[Excerpts from a dataset]
[Start of Attachment]

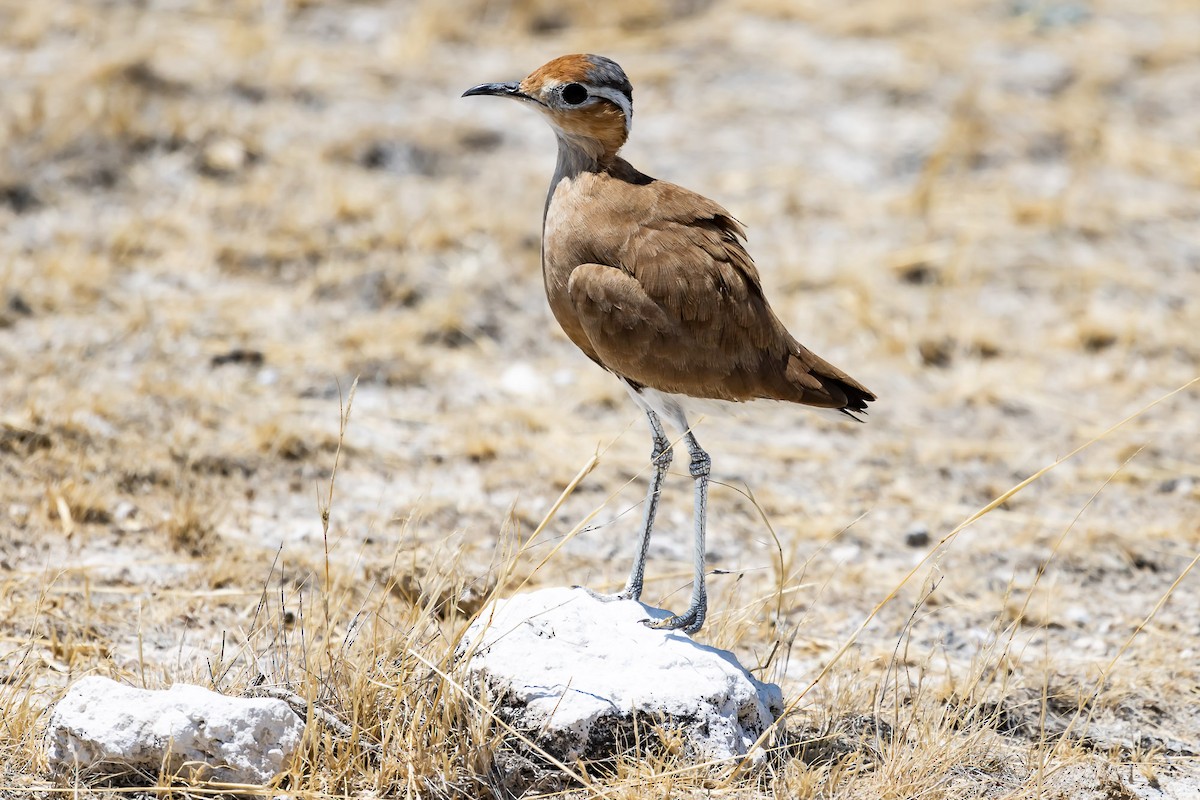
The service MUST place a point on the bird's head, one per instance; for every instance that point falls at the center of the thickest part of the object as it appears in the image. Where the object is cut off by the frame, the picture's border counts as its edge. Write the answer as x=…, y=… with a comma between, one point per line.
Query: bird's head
x=587, y=98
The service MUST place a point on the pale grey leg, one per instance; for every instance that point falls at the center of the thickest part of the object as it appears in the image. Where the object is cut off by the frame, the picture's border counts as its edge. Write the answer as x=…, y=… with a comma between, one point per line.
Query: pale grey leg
x=693, y=619
x=661, y=456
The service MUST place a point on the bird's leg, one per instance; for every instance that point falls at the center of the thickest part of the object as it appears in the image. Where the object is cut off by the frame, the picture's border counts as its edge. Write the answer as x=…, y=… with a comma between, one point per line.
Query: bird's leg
x=693, y=619
x=661, y=457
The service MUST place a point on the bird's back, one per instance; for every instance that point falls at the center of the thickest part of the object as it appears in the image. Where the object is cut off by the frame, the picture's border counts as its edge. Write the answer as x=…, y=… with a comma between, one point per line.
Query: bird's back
x=652, y=282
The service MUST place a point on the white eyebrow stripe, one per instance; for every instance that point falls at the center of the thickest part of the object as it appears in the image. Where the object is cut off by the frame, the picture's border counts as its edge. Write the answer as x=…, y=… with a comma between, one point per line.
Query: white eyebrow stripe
x=622, y=101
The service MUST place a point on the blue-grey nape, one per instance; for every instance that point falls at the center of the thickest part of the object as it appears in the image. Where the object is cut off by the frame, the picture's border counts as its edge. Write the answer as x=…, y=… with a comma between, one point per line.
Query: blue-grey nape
x=606, y=72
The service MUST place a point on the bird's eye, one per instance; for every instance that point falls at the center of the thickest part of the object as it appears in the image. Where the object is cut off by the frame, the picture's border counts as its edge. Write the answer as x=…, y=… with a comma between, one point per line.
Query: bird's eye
x=574, y=94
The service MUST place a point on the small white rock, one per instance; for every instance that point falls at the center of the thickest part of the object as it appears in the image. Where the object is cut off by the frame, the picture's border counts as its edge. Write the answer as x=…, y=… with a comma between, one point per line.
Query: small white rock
x=102, y=726
x=576, y=669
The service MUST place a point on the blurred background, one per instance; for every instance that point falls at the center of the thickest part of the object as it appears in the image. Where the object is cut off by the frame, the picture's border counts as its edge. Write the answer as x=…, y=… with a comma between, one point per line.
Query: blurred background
x=215, y=216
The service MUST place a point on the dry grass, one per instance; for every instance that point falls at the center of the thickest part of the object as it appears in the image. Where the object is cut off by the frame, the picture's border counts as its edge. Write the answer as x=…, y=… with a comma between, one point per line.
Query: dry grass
x=215, y=216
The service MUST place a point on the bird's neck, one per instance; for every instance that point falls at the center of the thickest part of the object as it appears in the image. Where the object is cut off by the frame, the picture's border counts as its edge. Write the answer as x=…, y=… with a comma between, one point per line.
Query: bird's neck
x=580, y=154
x=577, y=156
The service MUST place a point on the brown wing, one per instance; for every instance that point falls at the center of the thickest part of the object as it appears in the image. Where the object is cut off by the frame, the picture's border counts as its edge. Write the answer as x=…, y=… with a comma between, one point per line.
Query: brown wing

[End of Attachment]

> [Directions for this task]: Omitting the pictures, repeat all entries exactly.

> [Finished task]:
The service MUST place a point on the bird's head, one per instance; for every instance that point falls at the center of the thickest part of the object as it appears in the image. Where the object is cut off by the frame, the picture's border counts as its edge. Write the answer as x=…, y=… with a comma between, one point per line.
Query: bird's head
x=587, y=98
The service MUST place a point on the pale grey leg, one per instance; for every instance that point falls at the center of the thickest part of the object as it appears in the image. Where the object is cut off by the frame, the picture's border counts as its edge. Write the answer as x=…, y=… with a comma between, one point per line.
Query: pale grey leg
x=693, y=619
x=661, y=456
The service MUST place a point on the bird's leg, one per instance; for every instance that point falls at the center of the thickest part of the object as it appears in the image. Where the object is cut off by the frame, the picture's border counts as its edge. Write the answer as x=…, y=… with a comma between, one point per line.
Query: bird's leg
x=693, y=619
x=661, y=457
The service MUST place a point on the bird's back, one per instance; for every instance that point falls at the center of the thickest part of the object as it appears in the image. Where the object is cut off by the frame, the picture's border counts as its edge. Write the answer as x=…, y=… with a comma between, one point per line.
Query: bird's back
x=652, y=282
The service MUST place a point on the white eyebrow stripe, one per instance; for every instance that point falls at the center of the thickest part of the object as it appears in the image. Where the object is cut off by the frame, the picture's border counts as its edge. Write the answer as x=…, y=… with a comma between, one point per line.
Query: white eyebrow stripe
x=622, y=101
The service MUST place a point on the blue-grey nape, one per instance; for every instance that point falls at the center of the thickest part of the object as it appears in the image. Where the object is cut off by the frame, the picture's border counts as its edge. Write the answer as x=…, y=… with a comma between, one point per line.
Query: blue-grey nape
x=606, y=72
The service MUST place a point on the bird's eye, one per instance; for every instance that point falls at the center of the thickest part of the object as it appears in the image. Where the object is cut off by the frame, the picture's border counts as its edge. Write the answer as x=…, y=… with a comma between, one point per line.
Query: bird's eye
x=574, y=94
The service MUST place a point on the small white rock, one per instance; for every instance that point falls at the center of the thickest part of the object as it appears in the image. Where the object is cut off by the frame, the picture's border counts as its edge. Write the answer as x=…, y=… with a comma between, one point per line.
Query: small white rock
x=102, y=726
x=576, y=669
The service MUST place a point on the blurred background, one per instance; for every instance that point falls at the center of the thickest part of the object as it appears in the image. Where the object is cut off by the frame, the picture's border counts as its edge. Write the answer as x=…, y=… with a comma between, one point per line.
Query: blurred background
x=215, y=216
The service MUST place a point on the dry grass, one per instance; for every instance that point falls at the center of the thickest part of the object as it appears in the image. Where the object is cut off by the frame, the picture's border counts as its edge. Write the answer as x=…, y=… with a comma between, one point per line.
Query: dry grass
x=215, y=216
The service MUST place a point on the bird's neck, one per instance; for every instance that point falls at the center of the thickest part of the object as it appears in the image. Where the object is cut off by the frame, the picture's border counts as its edge. Write the answer as x=…, y=… with a comma between, one point per line.
Query: bird's neck
x=580, y=154
x=577, y=156
The service MUST place a point on the brown wing, one per instance; for every instance that point falls at the center of the thickest part of the object as it appears in the image. Where the object is cut off by the frame, the picture's border counts as its edge. Write the answer as x=…, y=… with a comma between, one point per line.
Query: brown wing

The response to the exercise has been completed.